» **Instructions to follow**
Please reproduce, exactly and with nothing added, the line containing "In this exercise you will tag the wooden" and every line after it to the end of the records.
(Exercise inputs Opens)
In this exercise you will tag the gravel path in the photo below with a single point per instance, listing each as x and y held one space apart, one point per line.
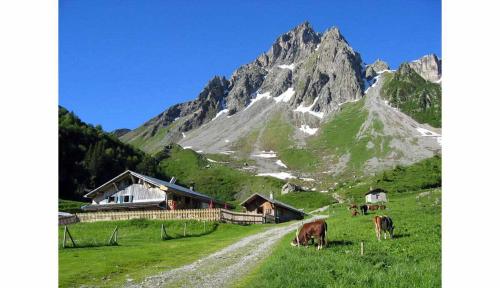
221 268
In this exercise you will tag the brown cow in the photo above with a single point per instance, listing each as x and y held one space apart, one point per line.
364 209
383 224
317 230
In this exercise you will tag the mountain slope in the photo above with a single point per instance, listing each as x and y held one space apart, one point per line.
415 96
307 111
309 71
89 157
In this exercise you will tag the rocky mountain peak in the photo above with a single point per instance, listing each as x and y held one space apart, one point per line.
429 67
372 69
293 45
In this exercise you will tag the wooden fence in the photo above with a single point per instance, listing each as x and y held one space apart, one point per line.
66 220
241 218
217 214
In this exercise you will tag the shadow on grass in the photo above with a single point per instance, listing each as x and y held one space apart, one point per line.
180 236
340 243
88 245
396 236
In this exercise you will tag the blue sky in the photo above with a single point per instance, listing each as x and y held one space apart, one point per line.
(Exercise inputs Closes)
» **Written response**
In this exercise you will tag the wooden fence in the photo above with a single point per instance, listing each as x and y held one space apart, one point per line.
66 220
241 218
217 214
In this exercise you will tag the shadow on grass in the photo above with a single point per instance, listing each as x and y held one space apart, one point per line.
180 236
340 243
88 245
396 236
In this exercise you will tag the blue sky in the photo above with a single point per instance, listing each as x and y held one space apart, one point per line.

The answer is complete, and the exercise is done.